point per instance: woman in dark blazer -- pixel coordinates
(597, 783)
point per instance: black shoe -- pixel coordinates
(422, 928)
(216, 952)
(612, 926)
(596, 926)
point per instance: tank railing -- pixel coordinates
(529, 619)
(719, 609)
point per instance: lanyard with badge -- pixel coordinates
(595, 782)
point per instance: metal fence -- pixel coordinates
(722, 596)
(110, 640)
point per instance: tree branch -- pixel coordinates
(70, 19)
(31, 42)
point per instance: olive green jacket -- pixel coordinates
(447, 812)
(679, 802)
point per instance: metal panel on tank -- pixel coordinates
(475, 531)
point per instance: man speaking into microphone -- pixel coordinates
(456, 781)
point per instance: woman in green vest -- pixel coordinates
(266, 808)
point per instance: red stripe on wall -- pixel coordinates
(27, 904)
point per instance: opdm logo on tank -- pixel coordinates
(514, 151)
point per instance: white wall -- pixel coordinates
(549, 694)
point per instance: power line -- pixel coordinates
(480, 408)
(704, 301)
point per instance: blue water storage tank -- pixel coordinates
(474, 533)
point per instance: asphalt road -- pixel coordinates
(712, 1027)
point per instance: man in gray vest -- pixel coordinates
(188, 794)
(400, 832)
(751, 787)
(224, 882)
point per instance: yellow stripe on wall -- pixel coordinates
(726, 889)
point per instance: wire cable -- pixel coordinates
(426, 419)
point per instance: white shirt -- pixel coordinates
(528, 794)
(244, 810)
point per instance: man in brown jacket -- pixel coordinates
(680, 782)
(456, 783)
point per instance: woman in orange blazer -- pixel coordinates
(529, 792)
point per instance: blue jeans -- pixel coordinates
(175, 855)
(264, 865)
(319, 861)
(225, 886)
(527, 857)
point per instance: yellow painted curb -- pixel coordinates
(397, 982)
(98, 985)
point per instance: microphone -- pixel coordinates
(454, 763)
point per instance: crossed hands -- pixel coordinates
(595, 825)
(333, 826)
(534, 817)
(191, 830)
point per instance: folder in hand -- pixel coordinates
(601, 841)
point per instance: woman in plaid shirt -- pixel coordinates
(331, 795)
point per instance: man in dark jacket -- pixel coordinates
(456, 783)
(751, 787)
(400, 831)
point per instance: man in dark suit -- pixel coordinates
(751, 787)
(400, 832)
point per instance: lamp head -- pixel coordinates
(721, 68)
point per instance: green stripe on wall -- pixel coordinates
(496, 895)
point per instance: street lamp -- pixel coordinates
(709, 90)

● **SET EXERCISE**: Could you print all of the material above again, line for line and without any changes?

● **FINISHED EXERCISE**:
point per instance: woman in dark blazer -- pixel coordinates
(597, 783)
point per instance: black shoe -- pixel coordinates
(422, 928)
(216, 952)
(612, 926)
(596, 926)
point per instance: tank railing -- pixel coordinates
(529, 619)
(719, 609)
point per instance: lanyard with badge -- pixel coordinates
(595, 782)
point per instance: metal fence -- pixel coordinates
(722, 596)
(110, 640)
point per instance: tree branch -- pixel coordinates
(70, 19)
(31, 42)
point per instance: olive green jacket -- pixel coordinates
(447, 812)
(679, 802)
point per instance: metal panel on tank -- pixel coordinates
(475, 531)
point per instance: man speaking into microphone -- pixel coordinates
(456, 781)
point per instance: woman in green vest -- pixel coordinates
(266, 808)
point per instance: red stripe on wall -- pixel coordinates
(27, 904)
point per instance: opdm logo on tank -- pixel coordinates
(514, 151)
point per instance: white wall -- pixel coordinates
(549, 694)
point per instance: power line -- pixel coordinates
(480, 408)
(704, 301)
point per instance: blue water storage tank -- pixel coordinates
(474, 533)
point per instance: asphalt road -- pixel coordinates
(712, 1027)
point per instance: man in gray vest -- pixel coordinates
(188, 794)
(400, 832)
(751, 787)
(224, 882)
point per instance: yellow stripe on wall -- pixel coordinates
(726, 889)
point per instance: wire cable -- pixel coordinates
(426, 419)
point per instance: white shirt -- pixel coordinates
(528, 794)
(244, 810)
point per instance: man in brown jacket -- pixel coordinates
(680, 782)
(456, 783)
point per instance: woman in orange blazer -- pixel coordinates
(529, 792)
point per instance: blue jeans -- pixel coordinates
(175, 855)
(264, 865)
(319, 861)
(225, 886)
(527, 857)
point per instance: yellow painted curb -- pixel coordinates
(397, 982)
(98, 985)
point per instance: microphone -- pixel coordinates
(454, 763)
point per instance: crossed hands -- pixel coordinates
(595, 825)
(333, 826)
(534, 817)
(191, 830)
point per instance: folder in hand -- pixel coordinates
(601, 841)
point per instance: woman in plaid shirt -- pixel coordinates
(331, 795)
point per instance: man in dark jacket -- pixel coordinates
(456, 783)
(751, 787)
(400, 831)
point per instance: man in dark suit -- pixel coordinates
(751, 787)
(400, 832)
point per instance: lamp head -- pixel coordinates
(721, 68)
point per instance: green stripe on wall -- pixel coordinates
(496, 895)
point per instance: street lamp -- pixel coordinates
(709, 90)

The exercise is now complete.